» PAGE
State Rep. Mike Christian said he's formally requesting a legislative hearing on the state's death penalty procedures following the April 29 death of Clayton Lockett, whose vein collapsed prompting prison officials to halt his punishment and note the execution drugs weren't administered properly.

Lockett died of an apparent heart attack about 43 minutes after the execution began.

Christian, a former state highway patrolman from Oklahoma City, said he believes a firing squad would be the most logical second option after lethal injection.

"Firing squad, hanging and electric chair. I think those are the three that are definitely constitutional," said Christian, who earlier this year called for the impeachment of state Supreme Court justices who supported a temporary stay of execution for Lockett. "I think just about anybody in Oklahoma would support some of these ideas we're talking about."

Christian has said previously he wouldn't care if condemned inmates in Oklahoma were beheaded or fed to lions.

Five execution methods are currently legal in various places in the United States: injection, electrocution, gas, firing squad and hanging. Tennessee last month became the first state to allow use of the electric chair in some circumstances regardless of the inmate's wishes, if injection drugs are not available, but all of the 32 states that have the death penalty primarily use lethal injection.

The U.S. Supreme Court upheld the constitutionality of lethal injection in a 2008 Kentucky case in which the high court said there is no constitutional right to a painless execution.

» CHALLENGES
1 - Translate this sentence from the Oklahoma execution article into Spanish: "Lockett died of an apparent heart attack about 43 minutes after the execution began."
2 - Using the Oklahoma execution article, decide whether each statement is true. Answer yes or no and quote the words that settle it.
(a) Christian once served as a state highway patrolman.
(b) Most of the 32 states with the death penalty primarily use the electric chair.
(c) The U.S. Supreme Court's 2008 ruling on lethal injection came in a case from Tennessee.
3 - Extend the Oklahoma execution article with a few more paragraphs, beginning after its last sentence.
The listing plays no part here and can be left aside.

» COLLECTED MATERIAL
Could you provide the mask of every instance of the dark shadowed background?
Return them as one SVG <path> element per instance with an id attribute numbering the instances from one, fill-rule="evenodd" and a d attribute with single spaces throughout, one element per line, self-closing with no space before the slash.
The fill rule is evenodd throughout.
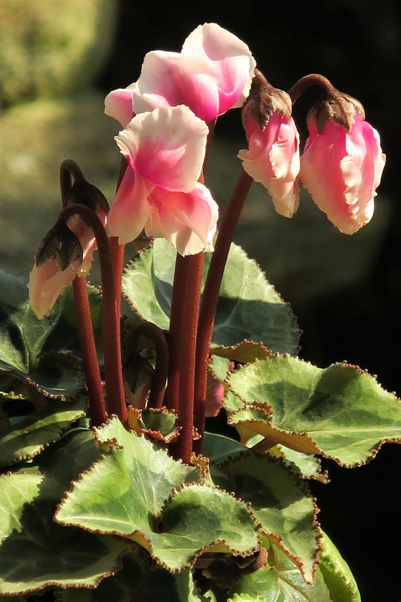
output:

» EXPECTED RESULTS
1 - Lockett murió de un aparente ataque al corazón unos 43 minutos después de que comenzara la ejecución.

2 -
(a) Yes: "a former state highway patrolman from Oklahoma City"
(b) No: "all of the 32 states that have the death penalty primarily use lethal injection"
(c) No: "in a 2008 Kentucky case"

3 -
Under Oklahoma law, if lethal injection is declared unconstitutional, the state would switch to electrocution. If both of those methods are determined unconstitutional, a firing squad is a third option.

Christian said he intends to explore whether to change the law to make a firing squad the second option, and if inmates should be allowed to select the method. He said any law change likely wouldn't apply to the 50 Oklahoma inmates already sentenced to die by lethal injection.

State Rep. Aaron Stiles, a Norman Republican and chairman of the House Judiciary Committee, said he's interested in Christian's study. He has said in the past that he supports looking at alternative options for executions, including a firing squad.

Christian plans to solicit testimony from experts in Utah, the last state to use a firing squad when it executed inmate Ronnie Lee Gardner in 2010. Five executioners armed with .30-caliber rifles stood about 25 feet from Gardner and fired at a white target pinned to his chest. One rifle was loaded with a blank so no one knows who fired the fatal shot.